◆ Short problem 1 ◆
In the passage about the India-shaped pool, what part of the pool stands in for Sri Lanka?
◆ Short problem 2 ◆
In the passage about the India-shaped pool, rename "Pool India" to "Model India" in the part starting at "The minute I" and ending at "the kiddies’ pool.".

◆ Provided passage ◆
— Begin —

The minute I saw the pool, I realized that its designers had missed a trick. It should have been laid out, really, so that the western coast of Pool India was aligned with the western coast of Real India, given that the club perched so conveniently on the shore. That way, when the sun doused itself in the Arabian Sea every evening, both Indias would have slipped in clean parallel into night. Instead, Pool India has been rotated a quarter-turn counterclockwise, so that a large lawn stretches away to its west, near Pakistan, while a smaller lawn and cafe sit roughly in Myanmar. The restaurant and bar are in southern Afghanistan. Sri Lanka is the kiddies’ pool.
In vivid contrast to the country, the pool is nearly always thinly populated. One March afternoon, when summer was already breathing down our necks, I had lunch at the club with a friend who had been a member there for two years. During a lull in the conversation, he stared at the pool as if he was seeing it for the first time. ‘People don’t swim much here, I’ve realized,’ he said. ‘They just sort of potter about, more than anything else.’ At the time, the only person in the water was a bald man shaped like a Roman senator, stroking slow, diligent breadths across the pool. After he emerged, dried himself with a lilac towel and walked away, the pool lay empty for hours. I returned for dinner that same week, on a balmy evening, and still the pool was uninhabited; it remained that way until 10.45 p.m., when an attendant rang a bell to announce the pool’s closure for the day. Nobody needed to pay the clangour any attention. The pool, floodlit and desolate, floated in the darkness like a pale blue amoeba.

— End —

◆ Data entries ◆
— Begin —

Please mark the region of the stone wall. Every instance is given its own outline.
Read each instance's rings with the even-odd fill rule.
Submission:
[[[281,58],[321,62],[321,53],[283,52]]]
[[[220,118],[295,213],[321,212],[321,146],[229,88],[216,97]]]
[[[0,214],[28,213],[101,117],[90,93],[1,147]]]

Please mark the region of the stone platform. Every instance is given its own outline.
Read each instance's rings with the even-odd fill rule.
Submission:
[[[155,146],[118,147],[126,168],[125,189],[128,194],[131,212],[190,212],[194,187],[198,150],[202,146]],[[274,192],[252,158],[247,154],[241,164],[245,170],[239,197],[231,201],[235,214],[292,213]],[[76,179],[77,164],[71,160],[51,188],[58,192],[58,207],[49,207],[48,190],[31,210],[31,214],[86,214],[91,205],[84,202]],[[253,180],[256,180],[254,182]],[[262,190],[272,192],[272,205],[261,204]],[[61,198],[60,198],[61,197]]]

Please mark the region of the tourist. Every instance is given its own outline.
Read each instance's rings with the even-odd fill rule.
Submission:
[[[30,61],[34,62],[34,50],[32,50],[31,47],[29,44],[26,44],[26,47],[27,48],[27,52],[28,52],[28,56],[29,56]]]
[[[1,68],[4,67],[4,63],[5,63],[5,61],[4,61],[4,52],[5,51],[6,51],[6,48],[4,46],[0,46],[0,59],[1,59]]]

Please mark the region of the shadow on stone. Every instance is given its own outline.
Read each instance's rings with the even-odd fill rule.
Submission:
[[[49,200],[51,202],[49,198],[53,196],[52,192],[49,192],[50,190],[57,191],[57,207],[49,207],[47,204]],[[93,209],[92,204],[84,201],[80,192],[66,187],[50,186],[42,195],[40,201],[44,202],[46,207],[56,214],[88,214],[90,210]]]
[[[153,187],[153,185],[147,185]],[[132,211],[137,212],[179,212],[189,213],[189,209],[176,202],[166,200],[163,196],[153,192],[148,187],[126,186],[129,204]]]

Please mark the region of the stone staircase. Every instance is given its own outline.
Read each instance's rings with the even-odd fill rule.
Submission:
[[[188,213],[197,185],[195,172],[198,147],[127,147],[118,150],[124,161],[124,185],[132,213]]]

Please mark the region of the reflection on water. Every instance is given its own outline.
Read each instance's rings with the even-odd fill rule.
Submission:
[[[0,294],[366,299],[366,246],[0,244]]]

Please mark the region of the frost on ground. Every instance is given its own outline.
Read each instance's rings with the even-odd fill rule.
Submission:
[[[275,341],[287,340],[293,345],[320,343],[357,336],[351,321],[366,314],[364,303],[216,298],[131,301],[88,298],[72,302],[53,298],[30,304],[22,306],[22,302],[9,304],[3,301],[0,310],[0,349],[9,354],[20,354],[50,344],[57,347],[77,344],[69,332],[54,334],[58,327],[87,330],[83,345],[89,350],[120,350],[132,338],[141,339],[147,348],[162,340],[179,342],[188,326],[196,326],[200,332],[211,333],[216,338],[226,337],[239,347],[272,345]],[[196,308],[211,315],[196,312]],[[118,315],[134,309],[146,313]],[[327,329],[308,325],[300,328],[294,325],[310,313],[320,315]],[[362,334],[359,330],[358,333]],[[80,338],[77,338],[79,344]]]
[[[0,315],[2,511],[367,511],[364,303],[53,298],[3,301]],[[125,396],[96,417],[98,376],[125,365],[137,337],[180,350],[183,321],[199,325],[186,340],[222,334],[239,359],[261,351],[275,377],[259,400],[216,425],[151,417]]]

— End —

◆ Correct output 1 ◆
The kiddies' pool.

◆ Correct output 2 ◆
The minute I saw the pool, I realized that its designers had missed a trick. It should have been laid out, really, so that the western coast of Model India was aligned with the western coast of Real India, given that the club perched so conveniently on the shore. That way, when the sun doused itself in the Arabian Sea every evening, both Indias would have slipped in clean parallel into night. Instead, Model India has been rotated a quarter-turn counterclockwise, so that a large lawn stretches away to its west, near Pakistan, while a smaller lawn and cafe sit roughly in Myanmar. The restaurant and bar are in southern Afghanistan. Sri Lanka is the kiddies’ pool.